Water was scarce in the camp, pumped from a well that ran dry after a few tens of minutes pumping each day, so we all had to be careful. The best washing took place on weekends when we would drive down a gravel road to Lake Mead. It was on just such a drive that I had my opportunity to take flight and soar with the eagles. We were returning from the lake and were all in good spirits. The beer was flowing freely as we drove back up the road, recently graded. The surveyor and I were sitting in the back of the pickup and having fun watching the antics. Two of the laborers were in the cab, and two in the bed of the pickup. Those in the cab were spraying us with beer as we drove along and the others were trying to return the fire. In the fun the driver veered off the road and over a ridge of gravel. He regained control quickly but not after some very violent bounces which sent me and the surveyor, at about 40 miles per hour, on our flight!
I still clearly remember that historic moment, the jolt and suddenly seeing myself above the bed of the truck, the gravel road a blur below me. My flight was not a long or elegant one, and the birds would not have been proud I'm sure. My landing was hard. That too I remember well. I hit on my side, badly scraping my leg, hip, arm, shoulder, and face. I bounced once or twice before stopping, dusty, bleeding and torn. The ground was my enemy, in my pain and anger I immediately got up, cursing the drivers. They were white faced as they got out of the truck and saw me standing there, scraped, dirty, and bloody, giving them the what-for.

DATA SHOWN:

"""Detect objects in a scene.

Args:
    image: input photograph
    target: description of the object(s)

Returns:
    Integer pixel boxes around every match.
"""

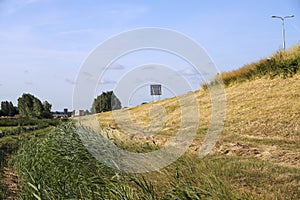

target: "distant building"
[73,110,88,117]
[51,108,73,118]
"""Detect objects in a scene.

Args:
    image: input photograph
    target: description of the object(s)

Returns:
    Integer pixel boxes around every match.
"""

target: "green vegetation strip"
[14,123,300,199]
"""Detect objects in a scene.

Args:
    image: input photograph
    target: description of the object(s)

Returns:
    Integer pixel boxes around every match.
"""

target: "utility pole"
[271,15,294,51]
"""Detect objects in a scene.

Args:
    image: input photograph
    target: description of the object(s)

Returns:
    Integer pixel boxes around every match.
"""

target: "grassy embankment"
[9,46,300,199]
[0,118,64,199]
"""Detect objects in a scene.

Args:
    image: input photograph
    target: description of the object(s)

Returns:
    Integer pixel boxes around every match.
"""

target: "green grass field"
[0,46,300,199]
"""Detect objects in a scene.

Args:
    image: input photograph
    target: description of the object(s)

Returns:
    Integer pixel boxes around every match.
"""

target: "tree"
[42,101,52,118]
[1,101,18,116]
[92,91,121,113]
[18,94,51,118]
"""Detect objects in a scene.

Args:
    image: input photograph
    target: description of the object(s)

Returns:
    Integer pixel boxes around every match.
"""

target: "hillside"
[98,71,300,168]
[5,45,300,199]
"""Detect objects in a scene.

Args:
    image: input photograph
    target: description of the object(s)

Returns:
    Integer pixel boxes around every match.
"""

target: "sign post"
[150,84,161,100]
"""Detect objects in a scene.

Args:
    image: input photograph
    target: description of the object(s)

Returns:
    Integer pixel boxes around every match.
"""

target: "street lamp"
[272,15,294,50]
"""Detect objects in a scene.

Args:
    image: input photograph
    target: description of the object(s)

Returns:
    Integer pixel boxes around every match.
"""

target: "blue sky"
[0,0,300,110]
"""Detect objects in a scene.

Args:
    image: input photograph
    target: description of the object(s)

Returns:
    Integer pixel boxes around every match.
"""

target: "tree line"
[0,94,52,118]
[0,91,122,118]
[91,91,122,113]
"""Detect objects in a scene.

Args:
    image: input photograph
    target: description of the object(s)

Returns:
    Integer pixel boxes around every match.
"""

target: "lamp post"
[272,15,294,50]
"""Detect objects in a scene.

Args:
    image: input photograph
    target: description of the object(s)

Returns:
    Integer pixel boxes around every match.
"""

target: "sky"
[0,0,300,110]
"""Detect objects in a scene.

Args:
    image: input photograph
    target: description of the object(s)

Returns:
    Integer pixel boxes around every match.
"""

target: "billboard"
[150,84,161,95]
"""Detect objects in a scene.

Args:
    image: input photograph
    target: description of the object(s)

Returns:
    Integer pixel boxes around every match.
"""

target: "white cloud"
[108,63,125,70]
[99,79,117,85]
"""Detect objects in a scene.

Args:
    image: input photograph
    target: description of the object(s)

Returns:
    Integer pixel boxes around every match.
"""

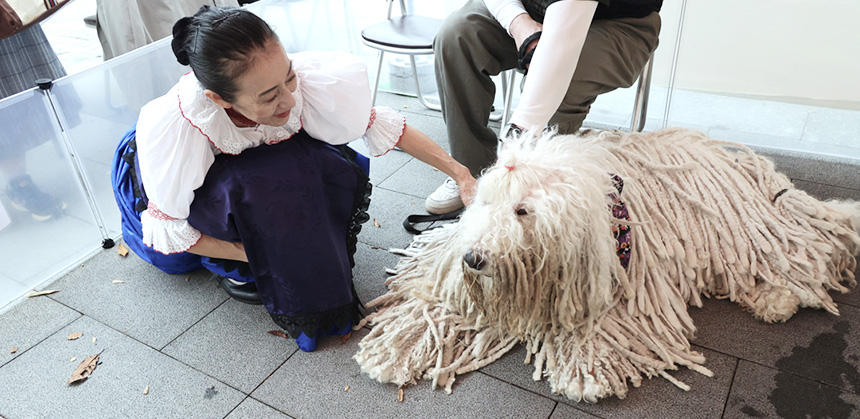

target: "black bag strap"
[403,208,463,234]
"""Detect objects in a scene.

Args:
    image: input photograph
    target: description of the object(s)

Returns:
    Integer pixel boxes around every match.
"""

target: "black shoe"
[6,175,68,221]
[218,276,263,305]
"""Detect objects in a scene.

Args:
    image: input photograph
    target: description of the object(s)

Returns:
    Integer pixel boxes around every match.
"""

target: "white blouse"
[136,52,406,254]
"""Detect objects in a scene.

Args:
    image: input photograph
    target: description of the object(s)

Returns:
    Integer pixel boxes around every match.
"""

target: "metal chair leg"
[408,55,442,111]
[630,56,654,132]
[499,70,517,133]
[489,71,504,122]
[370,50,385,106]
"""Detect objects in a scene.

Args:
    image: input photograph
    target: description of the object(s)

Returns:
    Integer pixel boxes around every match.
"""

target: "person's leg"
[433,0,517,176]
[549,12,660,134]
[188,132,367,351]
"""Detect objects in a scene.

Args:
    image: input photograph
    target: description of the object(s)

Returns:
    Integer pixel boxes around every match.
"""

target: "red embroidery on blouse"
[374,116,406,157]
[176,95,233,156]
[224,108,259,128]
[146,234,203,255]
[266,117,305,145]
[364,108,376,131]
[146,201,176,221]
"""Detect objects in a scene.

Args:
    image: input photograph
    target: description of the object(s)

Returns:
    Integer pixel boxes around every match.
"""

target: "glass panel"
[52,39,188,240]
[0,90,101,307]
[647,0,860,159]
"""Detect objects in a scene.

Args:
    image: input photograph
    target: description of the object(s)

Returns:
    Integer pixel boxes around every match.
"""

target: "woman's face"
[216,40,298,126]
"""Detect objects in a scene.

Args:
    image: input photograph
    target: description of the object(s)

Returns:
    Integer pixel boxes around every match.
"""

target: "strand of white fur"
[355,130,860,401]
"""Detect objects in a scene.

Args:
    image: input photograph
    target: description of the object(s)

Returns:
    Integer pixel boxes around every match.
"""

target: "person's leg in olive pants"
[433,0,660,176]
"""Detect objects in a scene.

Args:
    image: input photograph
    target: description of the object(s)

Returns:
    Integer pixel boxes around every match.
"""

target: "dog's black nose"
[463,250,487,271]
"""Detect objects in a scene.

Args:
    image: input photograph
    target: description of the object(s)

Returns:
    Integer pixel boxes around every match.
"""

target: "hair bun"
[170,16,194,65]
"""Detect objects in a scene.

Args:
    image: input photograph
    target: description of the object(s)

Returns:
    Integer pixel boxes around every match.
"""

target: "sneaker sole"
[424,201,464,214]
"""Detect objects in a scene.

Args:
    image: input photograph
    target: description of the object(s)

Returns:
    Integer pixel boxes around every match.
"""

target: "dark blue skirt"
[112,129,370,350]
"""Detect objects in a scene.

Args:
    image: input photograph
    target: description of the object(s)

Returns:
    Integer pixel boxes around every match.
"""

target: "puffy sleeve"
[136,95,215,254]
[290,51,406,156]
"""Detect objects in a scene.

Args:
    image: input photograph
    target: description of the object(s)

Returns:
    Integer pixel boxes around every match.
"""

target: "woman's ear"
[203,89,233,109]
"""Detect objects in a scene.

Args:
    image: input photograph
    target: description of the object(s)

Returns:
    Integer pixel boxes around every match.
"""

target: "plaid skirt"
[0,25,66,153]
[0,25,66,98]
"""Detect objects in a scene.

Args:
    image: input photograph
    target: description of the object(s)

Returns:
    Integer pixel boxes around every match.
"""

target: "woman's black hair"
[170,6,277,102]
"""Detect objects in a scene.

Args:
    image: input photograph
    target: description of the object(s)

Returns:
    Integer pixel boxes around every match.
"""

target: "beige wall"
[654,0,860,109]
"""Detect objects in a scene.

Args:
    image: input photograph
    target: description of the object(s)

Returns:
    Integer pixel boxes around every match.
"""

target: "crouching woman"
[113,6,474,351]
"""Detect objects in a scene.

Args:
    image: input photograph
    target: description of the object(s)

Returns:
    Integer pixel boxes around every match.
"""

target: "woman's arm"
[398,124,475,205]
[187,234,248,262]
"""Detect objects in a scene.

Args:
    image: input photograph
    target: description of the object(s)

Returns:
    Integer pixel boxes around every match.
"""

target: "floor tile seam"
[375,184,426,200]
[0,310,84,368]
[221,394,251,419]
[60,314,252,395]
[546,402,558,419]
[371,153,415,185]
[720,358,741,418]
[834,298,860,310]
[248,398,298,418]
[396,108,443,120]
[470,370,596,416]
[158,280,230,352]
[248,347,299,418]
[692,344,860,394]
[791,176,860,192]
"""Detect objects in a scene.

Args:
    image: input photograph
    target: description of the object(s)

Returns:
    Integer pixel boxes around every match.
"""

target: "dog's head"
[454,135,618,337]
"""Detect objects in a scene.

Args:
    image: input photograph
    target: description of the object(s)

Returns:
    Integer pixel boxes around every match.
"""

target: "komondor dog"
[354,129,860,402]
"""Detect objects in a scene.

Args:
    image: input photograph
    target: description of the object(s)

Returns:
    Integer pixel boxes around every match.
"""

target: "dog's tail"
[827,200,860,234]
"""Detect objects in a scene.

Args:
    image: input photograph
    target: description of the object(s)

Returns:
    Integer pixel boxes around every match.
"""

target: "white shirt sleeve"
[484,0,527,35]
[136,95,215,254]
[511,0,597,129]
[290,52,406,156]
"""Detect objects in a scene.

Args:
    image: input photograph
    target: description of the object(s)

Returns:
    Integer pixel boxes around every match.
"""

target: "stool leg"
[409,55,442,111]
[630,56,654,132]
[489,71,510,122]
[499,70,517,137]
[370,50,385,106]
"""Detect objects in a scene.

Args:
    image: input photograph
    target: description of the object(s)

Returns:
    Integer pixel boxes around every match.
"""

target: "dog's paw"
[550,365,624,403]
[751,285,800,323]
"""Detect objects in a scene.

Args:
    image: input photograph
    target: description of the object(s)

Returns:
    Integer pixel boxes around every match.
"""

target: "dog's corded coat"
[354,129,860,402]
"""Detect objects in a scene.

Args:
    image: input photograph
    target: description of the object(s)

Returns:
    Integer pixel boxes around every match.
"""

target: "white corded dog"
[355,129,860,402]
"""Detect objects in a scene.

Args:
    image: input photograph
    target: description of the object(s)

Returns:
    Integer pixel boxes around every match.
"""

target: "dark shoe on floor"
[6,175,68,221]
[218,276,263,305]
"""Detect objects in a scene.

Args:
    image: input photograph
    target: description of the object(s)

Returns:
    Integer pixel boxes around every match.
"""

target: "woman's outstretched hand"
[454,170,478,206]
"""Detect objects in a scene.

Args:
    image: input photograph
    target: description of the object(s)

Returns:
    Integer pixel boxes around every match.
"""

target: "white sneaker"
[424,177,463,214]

--

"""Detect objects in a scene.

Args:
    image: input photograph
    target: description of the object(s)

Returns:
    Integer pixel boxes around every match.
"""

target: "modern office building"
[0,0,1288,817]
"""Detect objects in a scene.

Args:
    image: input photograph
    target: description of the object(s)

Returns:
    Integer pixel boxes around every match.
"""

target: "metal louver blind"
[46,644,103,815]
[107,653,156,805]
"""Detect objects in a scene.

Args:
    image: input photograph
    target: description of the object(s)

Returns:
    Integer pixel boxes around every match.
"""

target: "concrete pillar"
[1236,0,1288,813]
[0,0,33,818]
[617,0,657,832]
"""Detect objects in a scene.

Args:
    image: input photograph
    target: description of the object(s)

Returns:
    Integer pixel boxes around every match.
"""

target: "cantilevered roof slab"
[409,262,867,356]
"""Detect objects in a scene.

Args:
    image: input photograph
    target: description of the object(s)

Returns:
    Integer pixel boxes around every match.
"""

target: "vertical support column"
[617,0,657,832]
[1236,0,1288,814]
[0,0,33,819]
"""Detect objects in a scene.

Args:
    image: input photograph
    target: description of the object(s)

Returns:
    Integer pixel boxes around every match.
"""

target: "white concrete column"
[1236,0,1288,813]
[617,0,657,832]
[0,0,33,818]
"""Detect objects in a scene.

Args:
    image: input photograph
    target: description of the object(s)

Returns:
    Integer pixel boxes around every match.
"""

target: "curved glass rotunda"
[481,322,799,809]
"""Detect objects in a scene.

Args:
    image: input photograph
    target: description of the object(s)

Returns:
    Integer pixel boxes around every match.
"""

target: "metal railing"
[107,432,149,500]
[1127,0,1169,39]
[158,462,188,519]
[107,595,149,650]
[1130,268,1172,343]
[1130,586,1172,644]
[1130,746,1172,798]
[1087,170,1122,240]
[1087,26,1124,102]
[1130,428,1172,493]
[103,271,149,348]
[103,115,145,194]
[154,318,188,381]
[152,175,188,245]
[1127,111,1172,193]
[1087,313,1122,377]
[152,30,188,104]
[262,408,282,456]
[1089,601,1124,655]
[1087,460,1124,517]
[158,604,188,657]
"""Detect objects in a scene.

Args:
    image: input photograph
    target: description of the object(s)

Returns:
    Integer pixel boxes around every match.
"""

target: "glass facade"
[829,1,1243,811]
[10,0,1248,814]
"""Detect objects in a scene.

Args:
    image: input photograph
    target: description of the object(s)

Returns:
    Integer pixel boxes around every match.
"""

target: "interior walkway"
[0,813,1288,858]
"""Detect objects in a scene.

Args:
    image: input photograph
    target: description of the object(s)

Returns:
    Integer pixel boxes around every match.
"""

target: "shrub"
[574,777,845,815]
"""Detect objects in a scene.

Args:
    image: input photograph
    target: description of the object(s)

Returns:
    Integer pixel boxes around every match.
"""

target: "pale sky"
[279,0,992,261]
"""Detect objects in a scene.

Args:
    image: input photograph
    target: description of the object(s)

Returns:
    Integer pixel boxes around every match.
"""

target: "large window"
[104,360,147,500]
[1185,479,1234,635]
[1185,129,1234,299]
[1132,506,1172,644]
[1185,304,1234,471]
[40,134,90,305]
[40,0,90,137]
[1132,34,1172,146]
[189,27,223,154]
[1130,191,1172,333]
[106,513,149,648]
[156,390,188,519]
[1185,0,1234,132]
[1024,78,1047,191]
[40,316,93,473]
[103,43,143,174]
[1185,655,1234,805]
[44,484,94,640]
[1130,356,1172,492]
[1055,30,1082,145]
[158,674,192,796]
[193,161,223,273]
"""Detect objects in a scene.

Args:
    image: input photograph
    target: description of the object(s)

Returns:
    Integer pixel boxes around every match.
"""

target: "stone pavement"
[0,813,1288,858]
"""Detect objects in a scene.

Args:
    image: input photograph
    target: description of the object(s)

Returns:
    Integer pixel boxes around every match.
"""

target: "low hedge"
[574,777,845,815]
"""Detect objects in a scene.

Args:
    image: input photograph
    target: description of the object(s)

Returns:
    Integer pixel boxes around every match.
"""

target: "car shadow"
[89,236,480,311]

THE TASK:
Could you continue the story of being thrown from the pickup on the gravel road back from Lake Mead, starting after the sentence ending "giving them the what-for."?

TASK RESULT:
For the surveyor it was another matter. He had landed on his back and could not get up. We got him back to the camp where he was taken to a hospital that evening. He will remember his flight in another light, with a brace for the rest of his life. I still reflect on that moment, the fun turned to tragedy in an instant. For me it is a lesson that I still have not fully learned. I was fortunate that day in an odd sense, I was back in the hills a day later where the stiffness of my joints and the pain of my cuts were eased by the movement of climbing. I survived intact. What then is the lesson?